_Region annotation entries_
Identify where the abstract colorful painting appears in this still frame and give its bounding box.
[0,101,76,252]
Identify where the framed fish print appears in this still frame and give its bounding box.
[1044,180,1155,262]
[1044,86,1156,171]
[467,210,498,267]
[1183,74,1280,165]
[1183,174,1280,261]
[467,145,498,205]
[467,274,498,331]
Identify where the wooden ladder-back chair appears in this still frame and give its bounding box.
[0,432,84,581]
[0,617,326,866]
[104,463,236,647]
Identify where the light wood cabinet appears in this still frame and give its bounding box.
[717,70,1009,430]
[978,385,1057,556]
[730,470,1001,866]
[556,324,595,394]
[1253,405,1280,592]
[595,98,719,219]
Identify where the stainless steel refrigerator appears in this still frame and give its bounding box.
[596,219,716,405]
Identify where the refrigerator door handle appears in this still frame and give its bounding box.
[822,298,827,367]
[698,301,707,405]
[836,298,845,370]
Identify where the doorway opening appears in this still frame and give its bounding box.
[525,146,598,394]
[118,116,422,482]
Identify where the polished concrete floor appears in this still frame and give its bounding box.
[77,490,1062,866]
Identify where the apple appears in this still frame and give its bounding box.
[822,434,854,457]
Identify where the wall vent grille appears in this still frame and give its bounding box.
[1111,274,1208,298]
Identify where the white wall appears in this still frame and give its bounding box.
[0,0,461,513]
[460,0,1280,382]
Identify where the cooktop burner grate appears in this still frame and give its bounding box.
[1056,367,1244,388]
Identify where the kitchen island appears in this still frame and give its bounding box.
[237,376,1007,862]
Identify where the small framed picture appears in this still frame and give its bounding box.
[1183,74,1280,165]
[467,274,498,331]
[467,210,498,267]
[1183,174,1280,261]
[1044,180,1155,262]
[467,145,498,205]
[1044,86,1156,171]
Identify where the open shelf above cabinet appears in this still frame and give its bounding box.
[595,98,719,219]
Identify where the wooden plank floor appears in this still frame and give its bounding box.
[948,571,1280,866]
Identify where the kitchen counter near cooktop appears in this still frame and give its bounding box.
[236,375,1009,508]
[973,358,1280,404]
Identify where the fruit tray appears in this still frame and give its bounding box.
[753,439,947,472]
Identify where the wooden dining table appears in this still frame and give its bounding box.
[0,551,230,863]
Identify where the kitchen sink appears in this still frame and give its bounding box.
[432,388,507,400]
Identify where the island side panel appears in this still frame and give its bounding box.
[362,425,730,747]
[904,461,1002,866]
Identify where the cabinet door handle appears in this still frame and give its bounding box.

_YOUR OBJECTIVE_
Write out every one of the rows above word for word, with each line unchanged.

_SOLUTION TO THE EXERCISE_
Identify where the abstract colorful painting appears in this still frame and give its bounding box.
[0,101,76,252]
Identify where the framed fish print appears in this still frame and give its bounding box.
[1044,180,1155,262]
[1044,86,1156,171]
[467,210,498,267]
[1183,74,1280,165]
[1183,174,1280,261]
[467,145,498,205]
[467,274,498,331]
Identify where the wooden ladder-back chair appears in this still frame and give its bounding box.
[0,432,84,581]
[0,617,326,866]
[104,463,236,647]
Identify where the light wood cabinet appears in this still frame and give its bounding box.
[717,70,1009,430]
[978,385,1057,556]
[730,470,1001,866]
[556,324,595,394]
[1253,405,1280,592]
[595,98,719,219]
Identify where the stainless steel refrigerator appears in this still frame and give its bounding box.
[596,219,716,405]
Identify where the refrigerator door handle appears in this still frame and give its bounding box.
[822,298,827,367]
[698,301,707,405]
[836,298,845,370]
Identify where the doorway opening appears in this still frame and give its bounding box.
[525,146,598,394]
[118,116,422,482]
Identify where the polished concrete floor appears in this still frame and give its bounding box.
[77,490,1062,866]
Identify where the apple appears in this still frame and give its bounding box.
[822,434,854,457]
Identify where the wall vent grille appears in this still frame and give its bounding box.
[1111,274,1208,298]
Identify where the white wall appears in this still frame and give its bounding box.
[0,0,461,513]
[460,0,1280,382]
Identify where the cooktop burner grate appears in this still frame and give its bounding box.
[1056,367,1244,388]
Identify where the kitchen island appears in this still frame and give its bounding box.
[237,376,1007,862]
Identify where the small framed picture appears in this still frame and give its bounding box.
[1183,74,1280,165]
[467,274,498,331]
[467,210,498,267]
[1183,174,1280,261]
[1044,180,1155,262]
[467,145,498,205]
[1044,86,1156,171]
Identify where the open shelf above cabinet appears in this still frame and give its bounding box.
[595,98,719,219]
Identify where the wooden plank floor appears in this still frame and give its bounding box.
[948,571,1280,866]
Identify where the kitchen counter near cooktop appears in this still frame and give its bounding box.
[236,375,1009,508]
[973,358,1280,404]
Identify where the fruit tray appears in this still frame and give its bounding box.
[753,439,947,472]
Identify where the wooden dining table appears in this still frame and give its bounding box.
[0,551,230,863]
Identify where the kitchen sink appears in this still frame and give its bounding box.
[432,388,507,400]
Identify where the island side panel appears in this still frame and give its bounding box.
[362,425,730,747]
[904,461,1002,866]
Identify where the cabinet door handle appears in this still frame and give its bounding box.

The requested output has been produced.